START Extract
The Next Generation: Dr. Richard Marcotte
Posted: July 30, 2011 In: Portal Newsletter
Dr. Richard Marcotte grew up as a curious child in a small village in Quebec. His curiosity was well fed; his mother had an extensive collection of books and even bought him a microscope and toy chemistry set. Over the years Marcotte’s curiosity developed into a great interest in science, which led him to McGill University where he earned his bachelor of science degree in microbiology and immunology.
After completing his undergraduate studies, Marcotte remained at McGill and pursued his PhD. During this time Marcotte’s research was focused on aging at the molecular biology level, particularly on the process of aging within cells, known as senescence. Marcotte’s research into the mechanisms of senescence is what led him in the direction of cancer research. “The process of senescence acts as a tumour suppressor because it causes cells to stop proliferating before they can become cancerous. For cancer to form, the cell must bypass this process,” explains Marcotte. “Senescence is programmed into the gene’s of cells, but sometimes something goes wrong.”
END Extract
» **Instructions to follow**
Quote the profile of Dr. Richard Marcotte in full, word for word. Rely solely on the profile of Dr. Richard Marcotte above.
START Source data
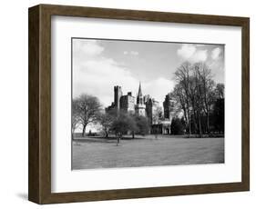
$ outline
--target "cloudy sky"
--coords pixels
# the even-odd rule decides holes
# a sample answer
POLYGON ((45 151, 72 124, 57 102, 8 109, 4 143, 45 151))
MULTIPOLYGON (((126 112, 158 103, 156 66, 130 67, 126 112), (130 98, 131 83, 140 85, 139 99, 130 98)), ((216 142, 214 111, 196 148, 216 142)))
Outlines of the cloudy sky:
POLYGON ((104 106, 114 100, 114 85, 160 104, 175 85, 174 72, 184 61, 206 62, 217 83, 224 83, 224 46, 180 43, 72 39, 73 97, 82 93, 99 98, 104 106))

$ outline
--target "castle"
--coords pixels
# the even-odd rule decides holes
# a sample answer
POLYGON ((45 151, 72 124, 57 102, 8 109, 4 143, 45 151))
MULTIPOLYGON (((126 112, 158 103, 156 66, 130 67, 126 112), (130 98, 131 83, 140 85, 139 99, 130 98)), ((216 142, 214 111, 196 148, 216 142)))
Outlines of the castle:
POLYGON ((145 116, 151 125, 151 134, 170 134, 171 119, 176 116, 174 106, 174 101, 168 94, 163 102, 164 111, 162 111, 158 101, 149 95, 143 95, 139 83, 136 97, 131 92, 123 95, 121 86, 114 86, 114 102, 106 108, 106 112, 121 110, 129 114, 137 114, 145 116))

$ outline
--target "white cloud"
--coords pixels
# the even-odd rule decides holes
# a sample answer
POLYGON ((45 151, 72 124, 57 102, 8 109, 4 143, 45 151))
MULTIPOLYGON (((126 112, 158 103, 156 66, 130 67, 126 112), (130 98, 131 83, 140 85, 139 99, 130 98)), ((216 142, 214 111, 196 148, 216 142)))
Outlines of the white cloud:
POLYGON ((153 81, 141 84, 142 93, 144 95, 150 95, 162 106, 166 95, 173 90, 174 85, 173 81, 159 77, 153 81))
POLYGON ((138 55, 138 52, 137 51, 124 51, 125 55, 138 55))
POLYGON ((190 60, 193 63, 196 62, 205 62, 207 60, 208 57, 208 51, 205 50, 197 50, 194 55, 189 57, 189 60, 190 60))
MULTIPOLYGON (((88 44, 87 43, 86 45, 88 44)), ((94 48, 100 46, 98 43, 93 44, 94 48)), ((75 45, 75 47, 77 47, 75 45)), ((77 45, 81 49, 80 45, 77 45)), ((77 50, 74 48, 74 50, 77 50)), ((83 55, 84 50, 82 51, 83 55)), ((91 51, 92 52, 92 51, 91 51)), ((94 51, 96 52, 96 51, 94 51)), ((73 59, 73 95, 78 96, 82 93, 90 94, 99 98, 105 107, 114 101, 114 86, 122 86, 123 94, 132 92, 133 96, 137 95, 139 80, 137 79, 130 70, 123 64, 117 63, 111 58, 104 57, 97 53, 90 55, 74 56, 73 59)), ((125 52, 124 52, 125 53, 125 52)), ((129 51, 130 55, 138 55, 135 51, 129 51)), ((143 95, 150 95, 162 105, 165 95, 174 86, 172 81, 164 77, 159 77, 148 82, 141 83, 143 95)))
MULTIPOLYGON (((201 47, 201 45, 199 47, 201 47)), ((205 62, 208 58, 207 49, 198 49, 198 45, 184 44, 178 49, 177 54, 182 59, 192 63, 205 62)))
POLYGON ((213 60, 217 60, 220 58, 220 55, 221 53, 221 49, 220 47, 217 47, 217 48, 214 48, 212 51, 211 51, 211 58, 213 60))

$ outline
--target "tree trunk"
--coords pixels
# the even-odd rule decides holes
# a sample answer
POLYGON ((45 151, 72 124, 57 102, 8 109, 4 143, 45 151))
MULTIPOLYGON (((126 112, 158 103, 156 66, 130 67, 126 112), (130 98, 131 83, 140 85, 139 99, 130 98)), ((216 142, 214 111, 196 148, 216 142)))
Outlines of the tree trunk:
POLYGON ((86 128, 87 128, 87 125, 84 124, 84 126, 83 126, 83 137, 86 136, 86 128))
POLYGON ((134 137, 135 137, 135 134, 134 132, 132 132, 132 138, 134 139, 134 137))
POLYGON ((201 138, 201 117, 200 114, 199 114, 199 127, 200 127, 200 137, 201 138))

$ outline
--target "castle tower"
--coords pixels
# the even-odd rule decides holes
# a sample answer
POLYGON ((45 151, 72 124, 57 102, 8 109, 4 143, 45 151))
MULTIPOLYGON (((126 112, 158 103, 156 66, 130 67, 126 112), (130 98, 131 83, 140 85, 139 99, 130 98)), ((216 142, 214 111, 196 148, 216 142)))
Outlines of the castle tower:
POLYGON ((136 112, 138 115, 146 116, 146 104, 144 103, 140 82, 139 82, 138 92, 137 95, 136 112))
POLYGON ((117 110, 120 109, 120 98, 123 95, 121 86, 114 86, 114 105, 117 110))

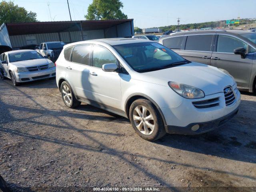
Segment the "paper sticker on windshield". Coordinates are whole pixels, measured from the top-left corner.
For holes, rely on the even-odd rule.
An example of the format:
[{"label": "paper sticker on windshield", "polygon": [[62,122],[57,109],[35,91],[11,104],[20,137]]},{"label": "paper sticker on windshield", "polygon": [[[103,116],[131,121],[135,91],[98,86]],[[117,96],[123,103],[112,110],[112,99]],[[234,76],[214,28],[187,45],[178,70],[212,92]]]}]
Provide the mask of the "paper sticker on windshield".
[{"label": "paper sticker on windshield", "polygon": [[158,48],[159,49],[160,49],[161,48],[164,48],[164,46],[163,46],[162,45],[160,44],[159,44],[159,43],[152,43],[152,46],[153,46],[154,47],[155,47],[156,48]]},{"label": "paper sticker on windshield", "polygon": [[134,56],[133,55],[125,55],[124,56],[124,58],[127,58],[128,57],[134,57]]}]

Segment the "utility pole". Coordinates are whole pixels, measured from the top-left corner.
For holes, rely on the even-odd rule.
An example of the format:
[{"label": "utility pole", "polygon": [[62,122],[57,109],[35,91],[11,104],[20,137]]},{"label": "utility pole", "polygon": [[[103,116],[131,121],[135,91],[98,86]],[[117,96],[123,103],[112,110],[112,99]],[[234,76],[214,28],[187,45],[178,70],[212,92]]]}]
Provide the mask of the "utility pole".
[{"label": "utility pole", "polygon": [[70,21],[72,21],[72,19],[71,19],[71,14],[70,14],[70,10],[69,9],[69,4],[68,4],[68,0],[67,0],[68,2],[68,11],[69,12],[69,16],[70,17]]},{"label": "utility pole", "polygon": [[178,19],[178,32],[179,31],[179,25],[180,25],[180,18],[179,17],[178,17],[177,18],[177,19]]},{"label": "utility pole", "polygon": [[49,2],[47,3],[47,5],[48,6],[48,9],[49,9],[49,12],[50,13],[50,17],[51,18],[51,21],[52,21],[52,16],[51,15],[51,12],[50,10],[50,3]]}]

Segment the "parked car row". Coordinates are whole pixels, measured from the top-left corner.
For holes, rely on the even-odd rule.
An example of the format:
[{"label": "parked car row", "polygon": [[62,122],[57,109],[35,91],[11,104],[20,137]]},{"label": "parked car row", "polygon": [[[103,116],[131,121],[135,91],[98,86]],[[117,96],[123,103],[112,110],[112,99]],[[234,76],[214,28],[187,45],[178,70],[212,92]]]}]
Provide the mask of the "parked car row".
[{"label": "parked car row", "polygon": [[256,33],[217,30],[173,34],[159,43],[185,58],[228,72],[239,88],[256,88]]},{"label": "parked car row", "polygon": [[150,141],[166,133],[212,130],[234,116],[240,102],[230,75],[148,40],[70,44],[64,46],[56,67],[57,85],[67,107],[82,102],[127,118]]},{"label": "parked car row", "polygon": [[[241,31],[180,32],[161,37],[160,43],[133,37],[66,45],[55,63],[57,85],[68,107],[84,102],[127,118],[148,140],[166,133],[207,132],[237,113],[238,88],[247,83],[252,91],[255,86],[255,33]],[[9,66],[4,76],[14,85],[26,75],[55,75],[53,63],[35,51],[0,57]],[[42,77],[46,71],[50,76]]]}]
END Source data
» **Answer for this exercise**
The Next Generation: Dr. Richard Marcotte
Posted: July 30, 2011 In: Portal Newsletter
Dr. Richard Marcotte grew up as a curious child in a small village in Quebec. His curiosity was well fed; his mother had an extensive collection of books and even bought him a microscope and toy chemistry set. Over the years Marcotte’s curiosity developed into a great interest in science, which led him to McGill University where he earned his bachelor of science degree in microbiology and immunology.
After completing his undergraduate studies, Marcotte remained at McGill and pursued his PhD. During this time Marcotte’s research was focused on aging at the molecular biology level, particularly on the process of aging within cells, known as senescence. Marcotte’s research into the mechanisms of senescence is what led him in the direction of cancer research. “The process of senescence acts as a tumour suppressor because it causes cells to stop proliferating before they can become cancerous. For cancer to form, the cell must bypass this process,” explains Marcotte. “Senescence is programmed into the gene’s of cells, but sometimes something goes wrong.”